#### [Okuma Parçası]
········
Türkiye

‘Yediğim dayağı gizledim’

Kürt hareketinin ilk büyükşehir belediye başkanı Feridun Çelik, 2000'lerden bugüne çözüm süreci arayışlarını Al Jazeera’ye anlattı. Çelik, 2003’te henüz başbakan olmadığı dönemde Erdoğan ile Kürt sorunuyla ilgili duyurulmamış ‘özel bir görüşme yaptığını’ söyledi. Çelik, belediye başkanıyken JİTEM’den yediği dayağı, PKK’nın ilan ettiği tek taraflı ateşkes bozulmasın diye gizlediğini aktardı.

Konular: Kürt sorunu

Haberin Öne Çıkanları

"Başkanken JİTEM elemanları dayak attı.'

Erdoğan ile o henüz genel başkanken görüştüm.'

'Çözüm süreci daha o zaman başladı.'

feridun-celik
Legal Kürt siyasetinin ilk büyükşehir belediye başkanı Çelik artık avukatlık yapıyor. [Fotoğraf: Abdülkadir Konuksever/Al Jazeera Türk]

kürt sorununun kalıcı bir çözüme kavuşturulması için başlatılan süreç ivme kazanırken, geçmişteki barış arayışlarıyla ilgili detaylar da ortaya çıkmaya başladı.

pkk lideri abdullah öcalan'ın türkiye'ye getirildiği 15 şubat 1999 tarihinden yaklaşık iki ay sonra diyarbakır büyükşehir belediye başkanlığı'na seçilen ve 2004’e kadar bu görevde kalan çelik, kürt sorununun çözüm arayışlarında nereden nereye gelindiğini kendi deneyimleri üzerinden al jazeera’ye anlattı.

öcalan’ın türkiye’ye getirilmesinden sonra başlayan ve 'yumuşama süreci' olarak adlandırılan dönemde belediye başkanlığı yapan çelik’e göre, bugün imralı ile hükümet arasında devam eden çözüm sürecinin geçmişi 2000'li yıllara dayanıyor.
········
#### [Sağlanan Veriler]
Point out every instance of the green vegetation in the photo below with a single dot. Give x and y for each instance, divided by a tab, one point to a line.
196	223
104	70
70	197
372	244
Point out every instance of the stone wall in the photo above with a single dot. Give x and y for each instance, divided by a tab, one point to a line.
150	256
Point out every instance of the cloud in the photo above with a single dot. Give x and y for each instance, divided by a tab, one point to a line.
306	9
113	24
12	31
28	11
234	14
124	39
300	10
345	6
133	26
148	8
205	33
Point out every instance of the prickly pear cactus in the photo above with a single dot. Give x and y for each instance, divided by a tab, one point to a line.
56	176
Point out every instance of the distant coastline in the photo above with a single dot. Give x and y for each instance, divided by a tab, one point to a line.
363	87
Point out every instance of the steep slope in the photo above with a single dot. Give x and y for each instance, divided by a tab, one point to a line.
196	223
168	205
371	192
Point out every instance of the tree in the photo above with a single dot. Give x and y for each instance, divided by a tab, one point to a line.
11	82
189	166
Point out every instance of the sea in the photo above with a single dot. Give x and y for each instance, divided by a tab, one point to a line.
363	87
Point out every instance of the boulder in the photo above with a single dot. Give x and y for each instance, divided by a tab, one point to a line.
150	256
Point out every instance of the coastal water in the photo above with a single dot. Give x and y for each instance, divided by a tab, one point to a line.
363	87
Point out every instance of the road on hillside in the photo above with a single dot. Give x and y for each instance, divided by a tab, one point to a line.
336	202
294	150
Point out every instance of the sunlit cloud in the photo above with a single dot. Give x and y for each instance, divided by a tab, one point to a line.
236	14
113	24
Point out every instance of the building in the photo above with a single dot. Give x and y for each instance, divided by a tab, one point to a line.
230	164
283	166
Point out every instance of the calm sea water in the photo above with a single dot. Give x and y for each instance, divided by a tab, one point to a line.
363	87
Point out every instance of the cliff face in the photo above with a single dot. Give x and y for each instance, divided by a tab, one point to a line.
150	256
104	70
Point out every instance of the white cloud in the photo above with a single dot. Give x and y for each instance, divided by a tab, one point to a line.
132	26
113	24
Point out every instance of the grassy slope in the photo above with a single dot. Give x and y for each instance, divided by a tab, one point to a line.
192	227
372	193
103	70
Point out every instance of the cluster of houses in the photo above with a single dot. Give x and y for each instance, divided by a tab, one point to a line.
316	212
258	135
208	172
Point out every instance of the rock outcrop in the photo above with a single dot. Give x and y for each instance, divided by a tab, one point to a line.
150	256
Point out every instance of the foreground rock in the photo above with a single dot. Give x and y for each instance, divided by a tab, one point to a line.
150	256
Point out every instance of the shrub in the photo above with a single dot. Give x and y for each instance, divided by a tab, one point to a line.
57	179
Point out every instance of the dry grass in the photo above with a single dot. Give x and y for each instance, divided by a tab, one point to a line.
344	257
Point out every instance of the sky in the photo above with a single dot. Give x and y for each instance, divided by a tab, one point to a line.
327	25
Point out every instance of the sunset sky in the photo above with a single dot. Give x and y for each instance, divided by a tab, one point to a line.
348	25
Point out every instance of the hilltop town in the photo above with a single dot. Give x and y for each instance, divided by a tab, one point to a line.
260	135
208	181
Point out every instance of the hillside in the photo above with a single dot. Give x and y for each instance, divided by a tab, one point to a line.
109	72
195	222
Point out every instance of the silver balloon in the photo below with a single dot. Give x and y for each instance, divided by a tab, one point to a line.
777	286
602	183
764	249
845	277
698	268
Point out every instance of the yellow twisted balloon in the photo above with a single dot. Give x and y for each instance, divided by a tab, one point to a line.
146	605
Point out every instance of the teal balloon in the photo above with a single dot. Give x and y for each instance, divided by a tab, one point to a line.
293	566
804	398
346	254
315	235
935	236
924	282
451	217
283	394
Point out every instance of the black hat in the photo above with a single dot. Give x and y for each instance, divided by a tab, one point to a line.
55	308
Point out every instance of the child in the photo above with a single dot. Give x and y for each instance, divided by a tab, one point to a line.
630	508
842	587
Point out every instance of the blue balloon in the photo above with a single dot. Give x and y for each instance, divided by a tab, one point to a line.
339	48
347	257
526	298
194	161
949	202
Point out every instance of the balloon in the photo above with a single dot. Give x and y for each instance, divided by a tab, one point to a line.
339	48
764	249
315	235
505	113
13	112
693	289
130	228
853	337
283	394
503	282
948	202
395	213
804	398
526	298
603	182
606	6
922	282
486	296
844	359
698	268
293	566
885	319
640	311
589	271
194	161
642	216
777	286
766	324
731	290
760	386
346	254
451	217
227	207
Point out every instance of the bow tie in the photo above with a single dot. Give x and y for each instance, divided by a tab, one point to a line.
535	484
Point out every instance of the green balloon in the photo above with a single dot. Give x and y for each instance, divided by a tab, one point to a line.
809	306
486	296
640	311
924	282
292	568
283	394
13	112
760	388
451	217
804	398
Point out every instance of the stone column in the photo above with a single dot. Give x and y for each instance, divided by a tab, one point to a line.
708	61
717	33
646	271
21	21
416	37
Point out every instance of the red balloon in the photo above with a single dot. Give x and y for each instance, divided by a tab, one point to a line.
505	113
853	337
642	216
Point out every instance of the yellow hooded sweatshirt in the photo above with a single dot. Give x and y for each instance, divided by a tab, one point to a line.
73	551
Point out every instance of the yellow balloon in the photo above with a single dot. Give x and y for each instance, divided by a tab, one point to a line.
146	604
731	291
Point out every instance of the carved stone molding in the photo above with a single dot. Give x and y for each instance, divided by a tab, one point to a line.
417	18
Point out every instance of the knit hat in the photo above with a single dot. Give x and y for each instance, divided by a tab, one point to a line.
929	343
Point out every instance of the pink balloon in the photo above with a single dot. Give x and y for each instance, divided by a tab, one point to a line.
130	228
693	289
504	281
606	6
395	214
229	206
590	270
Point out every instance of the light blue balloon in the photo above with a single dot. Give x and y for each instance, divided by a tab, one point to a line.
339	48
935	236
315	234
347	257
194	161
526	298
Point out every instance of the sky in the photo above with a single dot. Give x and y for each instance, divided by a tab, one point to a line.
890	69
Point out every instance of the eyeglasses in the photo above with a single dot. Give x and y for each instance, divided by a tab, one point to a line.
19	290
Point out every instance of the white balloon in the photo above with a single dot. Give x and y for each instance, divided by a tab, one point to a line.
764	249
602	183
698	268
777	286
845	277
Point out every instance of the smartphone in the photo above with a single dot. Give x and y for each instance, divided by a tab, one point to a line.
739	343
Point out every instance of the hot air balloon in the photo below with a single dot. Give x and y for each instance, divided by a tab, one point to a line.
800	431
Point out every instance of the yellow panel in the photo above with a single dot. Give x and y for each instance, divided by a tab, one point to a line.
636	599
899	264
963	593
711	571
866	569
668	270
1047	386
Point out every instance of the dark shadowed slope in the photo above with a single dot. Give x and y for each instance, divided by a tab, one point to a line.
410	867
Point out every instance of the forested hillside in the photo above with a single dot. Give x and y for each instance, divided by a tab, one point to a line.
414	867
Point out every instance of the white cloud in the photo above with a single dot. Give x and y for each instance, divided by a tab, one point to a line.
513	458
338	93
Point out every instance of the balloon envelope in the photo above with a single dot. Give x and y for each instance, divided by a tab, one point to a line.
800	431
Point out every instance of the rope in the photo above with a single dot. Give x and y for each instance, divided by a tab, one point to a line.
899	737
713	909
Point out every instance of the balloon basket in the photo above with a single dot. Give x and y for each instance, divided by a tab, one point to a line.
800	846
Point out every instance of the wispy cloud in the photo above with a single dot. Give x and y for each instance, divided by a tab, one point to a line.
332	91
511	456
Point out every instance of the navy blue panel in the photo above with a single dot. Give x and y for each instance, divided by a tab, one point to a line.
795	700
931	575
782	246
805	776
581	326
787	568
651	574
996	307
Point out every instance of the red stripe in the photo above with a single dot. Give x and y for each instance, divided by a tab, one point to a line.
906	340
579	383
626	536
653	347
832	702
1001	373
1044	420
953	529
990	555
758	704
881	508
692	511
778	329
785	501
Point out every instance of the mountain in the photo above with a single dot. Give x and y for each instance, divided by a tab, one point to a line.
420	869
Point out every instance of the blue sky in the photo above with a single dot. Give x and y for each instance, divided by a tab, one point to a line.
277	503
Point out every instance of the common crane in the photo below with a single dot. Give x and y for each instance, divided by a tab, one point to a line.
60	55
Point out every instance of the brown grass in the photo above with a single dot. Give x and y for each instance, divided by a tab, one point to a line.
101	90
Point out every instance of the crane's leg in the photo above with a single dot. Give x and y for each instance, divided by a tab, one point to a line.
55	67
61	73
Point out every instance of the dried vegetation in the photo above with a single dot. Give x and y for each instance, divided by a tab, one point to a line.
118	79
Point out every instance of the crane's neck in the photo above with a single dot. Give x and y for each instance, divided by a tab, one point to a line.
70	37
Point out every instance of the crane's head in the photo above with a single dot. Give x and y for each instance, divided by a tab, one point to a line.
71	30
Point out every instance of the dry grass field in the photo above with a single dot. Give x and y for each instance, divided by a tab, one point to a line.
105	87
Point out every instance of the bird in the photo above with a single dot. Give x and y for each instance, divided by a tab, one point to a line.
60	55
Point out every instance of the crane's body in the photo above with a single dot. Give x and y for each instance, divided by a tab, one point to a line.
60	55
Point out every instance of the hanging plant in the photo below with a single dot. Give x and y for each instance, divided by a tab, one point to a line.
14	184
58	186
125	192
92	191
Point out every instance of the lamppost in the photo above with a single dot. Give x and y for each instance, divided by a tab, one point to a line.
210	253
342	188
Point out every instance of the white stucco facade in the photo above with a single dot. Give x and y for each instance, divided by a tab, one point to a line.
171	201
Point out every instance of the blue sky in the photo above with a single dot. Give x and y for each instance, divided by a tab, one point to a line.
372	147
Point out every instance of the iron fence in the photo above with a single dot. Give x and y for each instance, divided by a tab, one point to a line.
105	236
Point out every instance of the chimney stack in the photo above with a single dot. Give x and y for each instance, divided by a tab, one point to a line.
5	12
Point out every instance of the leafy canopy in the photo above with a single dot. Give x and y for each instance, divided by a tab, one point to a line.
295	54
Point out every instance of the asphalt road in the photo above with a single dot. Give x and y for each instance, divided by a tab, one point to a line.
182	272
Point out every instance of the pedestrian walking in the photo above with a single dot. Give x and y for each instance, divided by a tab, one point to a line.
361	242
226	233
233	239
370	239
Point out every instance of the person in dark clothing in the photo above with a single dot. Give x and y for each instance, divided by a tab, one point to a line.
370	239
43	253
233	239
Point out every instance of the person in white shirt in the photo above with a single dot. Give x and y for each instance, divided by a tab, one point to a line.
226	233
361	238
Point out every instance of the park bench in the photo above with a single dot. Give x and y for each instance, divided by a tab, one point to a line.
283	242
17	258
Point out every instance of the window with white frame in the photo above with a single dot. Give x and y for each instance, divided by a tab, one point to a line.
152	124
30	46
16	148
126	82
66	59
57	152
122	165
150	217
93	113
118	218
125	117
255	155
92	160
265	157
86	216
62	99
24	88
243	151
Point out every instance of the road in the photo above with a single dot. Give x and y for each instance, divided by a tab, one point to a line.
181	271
········
#### [Yapılacak Çalışma]
1) Haberde belirtildiğine göre Feridun Çelik, Diyarbakır Büyükşehir Belediye Başkanlığı görevini hangi yıla kadar sürdürdü?
2) Haberin "pkk lideri abdullah" sözleriyle başlayıp "2000'li yıllara dayanıyor." sözlerine kadar devam eden bölümünü hiçbir değişiklik yapmadan alıntılayın.
Materyalin bu haberle hiçbir ilgisi yoktur.

#### [Görevlerin Cevapları]
1) Çelik bu görevde 2004'e kadar kaldı.

2)
pkk lideri abdullah öcalan'ın türkiye'ye getirildiği 15 şubat 1999 tarihinden yaklaşık iki ay sonra diyarbakır büyükşehir belediye başkanlığı'na seçilen ve 2004’e kadar bu görevde kalan çelik, kürt sorununun çözüm arayışlarında nereden nereye gelindiğini kendi deneyimleri üzerinden al jazeera’ye anlattı.

öcalan’ın türkiye’ye getirilmesinden sonra başlayan ve 'yumuşama süreci' olarak adlandırılan dönemde belediye başkanlığı yapan çelik’e göre, bugün imralı ile hükümet arasında devam eden çözüm sürecinin geçmişi 2000'li yıllara dayanıyor.